Saved entries
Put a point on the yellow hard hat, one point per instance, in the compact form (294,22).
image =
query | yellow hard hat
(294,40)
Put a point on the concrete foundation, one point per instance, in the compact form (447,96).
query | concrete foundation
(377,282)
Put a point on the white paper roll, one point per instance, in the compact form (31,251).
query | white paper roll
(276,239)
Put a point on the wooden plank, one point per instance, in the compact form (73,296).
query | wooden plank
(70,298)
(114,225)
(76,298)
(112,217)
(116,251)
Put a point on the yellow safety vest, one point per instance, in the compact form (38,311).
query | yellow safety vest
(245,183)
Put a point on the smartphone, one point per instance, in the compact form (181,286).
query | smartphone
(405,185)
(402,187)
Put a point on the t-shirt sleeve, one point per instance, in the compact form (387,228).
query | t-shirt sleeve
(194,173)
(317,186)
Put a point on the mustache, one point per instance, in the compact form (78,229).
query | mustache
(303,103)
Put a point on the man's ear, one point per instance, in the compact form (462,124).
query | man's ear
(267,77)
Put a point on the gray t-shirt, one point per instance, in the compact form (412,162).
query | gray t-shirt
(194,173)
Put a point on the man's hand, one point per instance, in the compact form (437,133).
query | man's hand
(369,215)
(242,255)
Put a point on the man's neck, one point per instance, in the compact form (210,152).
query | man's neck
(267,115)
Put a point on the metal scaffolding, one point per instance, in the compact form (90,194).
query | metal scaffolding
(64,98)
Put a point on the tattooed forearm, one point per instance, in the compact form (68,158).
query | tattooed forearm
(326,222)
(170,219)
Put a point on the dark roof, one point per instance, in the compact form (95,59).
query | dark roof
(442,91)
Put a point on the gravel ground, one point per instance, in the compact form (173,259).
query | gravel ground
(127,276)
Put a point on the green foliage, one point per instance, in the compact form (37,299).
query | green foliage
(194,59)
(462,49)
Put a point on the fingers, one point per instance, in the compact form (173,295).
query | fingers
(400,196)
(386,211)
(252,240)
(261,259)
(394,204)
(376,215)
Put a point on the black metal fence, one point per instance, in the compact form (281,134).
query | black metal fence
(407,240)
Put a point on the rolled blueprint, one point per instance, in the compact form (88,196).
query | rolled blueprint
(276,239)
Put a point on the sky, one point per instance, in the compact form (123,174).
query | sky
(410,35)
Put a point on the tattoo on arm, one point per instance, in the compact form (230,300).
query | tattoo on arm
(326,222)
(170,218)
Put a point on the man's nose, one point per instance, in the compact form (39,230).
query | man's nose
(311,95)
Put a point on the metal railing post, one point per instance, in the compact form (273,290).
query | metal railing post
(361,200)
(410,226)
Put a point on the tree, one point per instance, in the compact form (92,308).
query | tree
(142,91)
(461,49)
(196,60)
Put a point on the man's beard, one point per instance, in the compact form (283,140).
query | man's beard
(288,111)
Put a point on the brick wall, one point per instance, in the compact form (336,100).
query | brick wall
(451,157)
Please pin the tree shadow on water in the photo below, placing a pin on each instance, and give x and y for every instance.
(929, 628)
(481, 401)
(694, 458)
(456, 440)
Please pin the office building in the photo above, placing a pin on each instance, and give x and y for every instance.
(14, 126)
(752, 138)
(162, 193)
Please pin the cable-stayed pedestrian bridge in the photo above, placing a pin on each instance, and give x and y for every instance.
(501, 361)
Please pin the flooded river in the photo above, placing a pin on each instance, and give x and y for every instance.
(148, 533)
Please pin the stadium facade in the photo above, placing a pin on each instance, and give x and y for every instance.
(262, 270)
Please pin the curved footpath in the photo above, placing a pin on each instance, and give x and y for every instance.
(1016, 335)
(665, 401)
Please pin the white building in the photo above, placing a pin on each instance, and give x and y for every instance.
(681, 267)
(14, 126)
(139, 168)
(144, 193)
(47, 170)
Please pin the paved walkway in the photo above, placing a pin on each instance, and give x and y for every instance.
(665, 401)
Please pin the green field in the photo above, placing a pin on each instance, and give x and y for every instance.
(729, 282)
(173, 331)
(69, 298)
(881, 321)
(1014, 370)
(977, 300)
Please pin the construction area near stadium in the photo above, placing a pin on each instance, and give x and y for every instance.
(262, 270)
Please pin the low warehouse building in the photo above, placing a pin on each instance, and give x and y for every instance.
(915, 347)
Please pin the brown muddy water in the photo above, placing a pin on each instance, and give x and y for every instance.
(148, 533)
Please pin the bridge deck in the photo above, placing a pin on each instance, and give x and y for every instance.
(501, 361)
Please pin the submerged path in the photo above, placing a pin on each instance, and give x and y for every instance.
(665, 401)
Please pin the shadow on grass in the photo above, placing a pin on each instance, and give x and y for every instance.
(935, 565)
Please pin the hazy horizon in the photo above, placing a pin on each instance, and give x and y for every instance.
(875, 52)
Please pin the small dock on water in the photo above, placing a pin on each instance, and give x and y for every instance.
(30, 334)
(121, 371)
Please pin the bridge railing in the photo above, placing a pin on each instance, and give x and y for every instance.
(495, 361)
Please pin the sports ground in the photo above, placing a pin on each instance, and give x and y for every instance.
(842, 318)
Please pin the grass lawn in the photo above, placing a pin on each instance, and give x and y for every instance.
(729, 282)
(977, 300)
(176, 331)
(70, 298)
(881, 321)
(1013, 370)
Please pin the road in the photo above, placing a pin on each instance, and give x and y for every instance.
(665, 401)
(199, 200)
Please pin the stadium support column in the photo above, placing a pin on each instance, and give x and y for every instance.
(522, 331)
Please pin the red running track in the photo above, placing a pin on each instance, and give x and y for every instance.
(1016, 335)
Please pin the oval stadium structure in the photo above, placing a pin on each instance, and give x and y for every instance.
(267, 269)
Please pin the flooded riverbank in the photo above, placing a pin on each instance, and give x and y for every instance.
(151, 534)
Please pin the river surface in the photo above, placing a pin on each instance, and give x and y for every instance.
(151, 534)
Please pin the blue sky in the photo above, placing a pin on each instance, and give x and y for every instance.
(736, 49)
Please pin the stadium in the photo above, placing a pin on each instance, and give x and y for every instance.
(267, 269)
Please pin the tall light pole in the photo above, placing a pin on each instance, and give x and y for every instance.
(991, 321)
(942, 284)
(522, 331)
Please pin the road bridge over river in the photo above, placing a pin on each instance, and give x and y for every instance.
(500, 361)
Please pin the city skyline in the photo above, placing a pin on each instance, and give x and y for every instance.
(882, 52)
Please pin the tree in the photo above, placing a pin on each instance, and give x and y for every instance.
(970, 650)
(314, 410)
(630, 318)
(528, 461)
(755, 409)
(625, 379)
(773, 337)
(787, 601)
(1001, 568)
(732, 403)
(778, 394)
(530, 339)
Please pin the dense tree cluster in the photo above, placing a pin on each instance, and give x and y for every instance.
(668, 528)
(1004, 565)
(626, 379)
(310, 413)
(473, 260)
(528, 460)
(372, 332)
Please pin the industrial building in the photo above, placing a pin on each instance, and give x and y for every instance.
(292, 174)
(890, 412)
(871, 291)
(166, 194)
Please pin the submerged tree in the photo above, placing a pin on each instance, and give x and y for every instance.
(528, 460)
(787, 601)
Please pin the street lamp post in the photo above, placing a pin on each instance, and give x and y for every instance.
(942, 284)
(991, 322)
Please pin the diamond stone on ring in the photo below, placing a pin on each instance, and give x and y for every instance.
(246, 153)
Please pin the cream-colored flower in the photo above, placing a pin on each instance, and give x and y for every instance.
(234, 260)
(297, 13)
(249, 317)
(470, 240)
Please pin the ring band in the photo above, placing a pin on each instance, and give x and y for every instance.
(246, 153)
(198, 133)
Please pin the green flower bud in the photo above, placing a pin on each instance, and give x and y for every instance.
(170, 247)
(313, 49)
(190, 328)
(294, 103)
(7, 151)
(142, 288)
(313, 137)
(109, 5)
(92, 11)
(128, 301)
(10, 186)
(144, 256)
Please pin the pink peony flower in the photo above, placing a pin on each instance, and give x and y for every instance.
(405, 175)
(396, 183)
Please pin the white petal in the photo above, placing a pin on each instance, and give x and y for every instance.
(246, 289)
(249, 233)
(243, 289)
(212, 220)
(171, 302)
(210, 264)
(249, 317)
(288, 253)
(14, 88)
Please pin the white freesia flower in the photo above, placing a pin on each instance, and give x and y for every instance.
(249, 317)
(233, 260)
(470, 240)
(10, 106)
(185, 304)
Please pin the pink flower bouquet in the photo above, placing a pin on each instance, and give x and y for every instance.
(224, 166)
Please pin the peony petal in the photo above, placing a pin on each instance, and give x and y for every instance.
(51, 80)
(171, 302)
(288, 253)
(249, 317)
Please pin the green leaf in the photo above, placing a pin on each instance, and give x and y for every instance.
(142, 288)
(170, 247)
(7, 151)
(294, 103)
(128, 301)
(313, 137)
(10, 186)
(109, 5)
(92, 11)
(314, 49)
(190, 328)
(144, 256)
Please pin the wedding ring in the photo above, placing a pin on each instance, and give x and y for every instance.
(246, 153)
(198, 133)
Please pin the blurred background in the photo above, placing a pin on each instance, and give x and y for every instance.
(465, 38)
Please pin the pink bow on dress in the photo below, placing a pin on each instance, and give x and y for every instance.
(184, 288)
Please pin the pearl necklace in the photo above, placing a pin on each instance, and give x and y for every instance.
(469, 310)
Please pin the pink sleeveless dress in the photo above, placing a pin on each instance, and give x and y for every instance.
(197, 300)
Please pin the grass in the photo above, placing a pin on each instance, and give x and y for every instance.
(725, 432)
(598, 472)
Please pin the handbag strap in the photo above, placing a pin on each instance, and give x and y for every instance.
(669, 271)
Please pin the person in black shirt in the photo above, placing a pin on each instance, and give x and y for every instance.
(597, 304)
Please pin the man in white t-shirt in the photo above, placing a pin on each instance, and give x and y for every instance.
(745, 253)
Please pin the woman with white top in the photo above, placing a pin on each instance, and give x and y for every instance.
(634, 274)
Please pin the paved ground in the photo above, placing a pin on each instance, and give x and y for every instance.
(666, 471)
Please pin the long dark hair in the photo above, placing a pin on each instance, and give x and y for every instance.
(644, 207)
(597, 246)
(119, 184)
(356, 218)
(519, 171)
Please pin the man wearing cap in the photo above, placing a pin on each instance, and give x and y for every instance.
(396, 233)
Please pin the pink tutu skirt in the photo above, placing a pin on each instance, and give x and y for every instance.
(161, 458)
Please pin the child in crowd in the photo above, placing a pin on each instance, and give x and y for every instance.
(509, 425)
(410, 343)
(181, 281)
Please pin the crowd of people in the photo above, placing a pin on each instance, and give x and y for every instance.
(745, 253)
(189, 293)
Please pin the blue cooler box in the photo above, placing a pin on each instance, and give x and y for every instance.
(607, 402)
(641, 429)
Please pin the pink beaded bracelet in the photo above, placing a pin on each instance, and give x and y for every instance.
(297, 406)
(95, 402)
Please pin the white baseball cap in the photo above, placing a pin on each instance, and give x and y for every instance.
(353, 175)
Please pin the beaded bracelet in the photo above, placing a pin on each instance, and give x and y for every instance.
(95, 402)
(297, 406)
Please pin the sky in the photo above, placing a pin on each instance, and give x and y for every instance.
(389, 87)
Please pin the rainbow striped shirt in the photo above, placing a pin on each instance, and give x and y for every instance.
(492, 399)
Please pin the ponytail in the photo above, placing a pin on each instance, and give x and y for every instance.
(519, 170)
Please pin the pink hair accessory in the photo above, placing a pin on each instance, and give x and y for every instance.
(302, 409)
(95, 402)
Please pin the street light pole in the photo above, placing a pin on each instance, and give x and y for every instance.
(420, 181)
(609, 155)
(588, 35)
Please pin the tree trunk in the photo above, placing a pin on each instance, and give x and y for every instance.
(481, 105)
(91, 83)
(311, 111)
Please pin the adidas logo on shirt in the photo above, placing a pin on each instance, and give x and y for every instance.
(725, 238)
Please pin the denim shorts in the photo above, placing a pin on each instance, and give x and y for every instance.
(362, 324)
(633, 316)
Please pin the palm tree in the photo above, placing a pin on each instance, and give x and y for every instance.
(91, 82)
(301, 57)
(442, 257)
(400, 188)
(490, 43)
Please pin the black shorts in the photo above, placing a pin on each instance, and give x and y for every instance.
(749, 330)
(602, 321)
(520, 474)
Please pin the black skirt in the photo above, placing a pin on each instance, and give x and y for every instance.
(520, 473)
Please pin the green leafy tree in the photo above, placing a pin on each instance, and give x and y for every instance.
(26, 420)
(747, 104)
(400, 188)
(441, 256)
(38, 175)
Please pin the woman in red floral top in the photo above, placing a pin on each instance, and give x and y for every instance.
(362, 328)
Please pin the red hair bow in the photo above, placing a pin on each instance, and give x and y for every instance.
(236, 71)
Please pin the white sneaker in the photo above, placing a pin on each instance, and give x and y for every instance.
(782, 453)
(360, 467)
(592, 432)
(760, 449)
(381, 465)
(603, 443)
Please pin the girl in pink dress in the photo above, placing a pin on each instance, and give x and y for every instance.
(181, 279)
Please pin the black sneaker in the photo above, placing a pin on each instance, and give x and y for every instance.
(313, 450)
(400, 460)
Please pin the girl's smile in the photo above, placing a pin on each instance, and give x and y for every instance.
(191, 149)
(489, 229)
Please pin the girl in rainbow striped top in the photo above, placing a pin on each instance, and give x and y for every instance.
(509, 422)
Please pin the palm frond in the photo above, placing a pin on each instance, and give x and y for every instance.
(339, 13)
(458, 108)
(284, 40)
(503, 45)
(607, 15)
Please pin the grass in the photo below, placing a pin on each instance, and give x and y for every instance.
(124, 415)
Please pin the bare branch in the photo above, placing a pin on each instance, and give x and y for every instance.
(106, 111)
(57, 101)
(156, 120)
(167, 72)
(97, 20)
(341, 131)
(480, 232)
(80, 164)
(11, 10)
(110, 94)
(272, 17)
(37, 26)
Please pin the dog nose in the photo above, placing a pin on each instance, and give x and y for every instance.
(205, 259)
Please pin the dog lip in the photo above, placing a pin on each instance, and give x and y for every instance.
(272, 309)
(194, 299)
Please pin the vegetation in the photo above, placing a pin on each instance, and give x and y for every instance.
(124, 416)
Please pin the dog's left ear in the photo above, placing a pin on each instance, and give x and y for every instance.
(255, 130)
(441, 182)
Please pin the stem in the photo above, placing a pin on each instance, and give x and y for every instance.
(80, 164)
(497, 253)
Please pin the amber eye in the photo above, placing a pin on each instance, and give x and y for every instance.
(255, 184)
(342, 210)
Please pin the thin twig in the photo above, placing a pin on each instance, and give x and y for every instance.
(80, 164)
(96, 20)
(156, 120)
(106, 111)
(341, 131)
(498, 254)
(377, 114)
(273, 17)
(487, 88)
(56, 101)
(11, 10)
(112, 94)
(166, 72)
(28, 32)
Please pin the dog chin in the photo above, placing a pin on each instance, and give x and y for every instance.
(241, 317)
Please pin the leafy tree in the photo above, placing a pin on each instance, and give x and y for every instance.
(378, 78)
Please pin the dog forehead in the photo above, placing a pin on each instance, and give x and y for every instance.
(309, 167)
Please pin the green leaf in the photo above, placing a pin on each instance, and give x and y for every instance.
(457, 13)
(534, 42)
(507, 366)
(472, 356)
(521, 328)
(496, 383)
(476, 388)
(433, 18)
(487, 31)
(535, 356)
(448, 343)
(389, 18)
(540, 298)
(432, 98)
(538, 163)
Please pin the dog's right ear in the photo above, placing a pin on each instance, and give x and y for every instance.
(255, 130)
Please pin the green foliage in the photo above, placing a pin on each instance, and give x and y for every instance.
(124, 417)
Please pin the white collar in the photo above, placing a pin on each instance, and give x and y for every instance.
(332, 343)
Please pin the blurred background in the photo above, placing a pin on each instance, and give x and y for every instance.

> **What is being asked**:
Repeat every line exactly, starting with the first line of the entries, and stop once the line containing "Put a point on the yellow safety" has been given.

> **Exercise solution**:
Put a point on the yellow hard hat, one point per instance, in the compact form (294,22).
image =
query | yellow hard hat
(294,40)
Put a point on the concrete foundation, one point per instance, in the compact form (447,96).
query | concrete foundation
(377,282)
Put a point on the white paper roll, one point per instance, in the compact form (31,251).
query | white paper roll
(276,239)
Put a point on the wooden plank, one point per instance, in the compact form (73,296).
query | wooden plank
(70,298)
(114,225)
(76,298)
(112,217)
(116,251)
Put a point on the yellow safety vest, one point per instance, in the compact form (38,311).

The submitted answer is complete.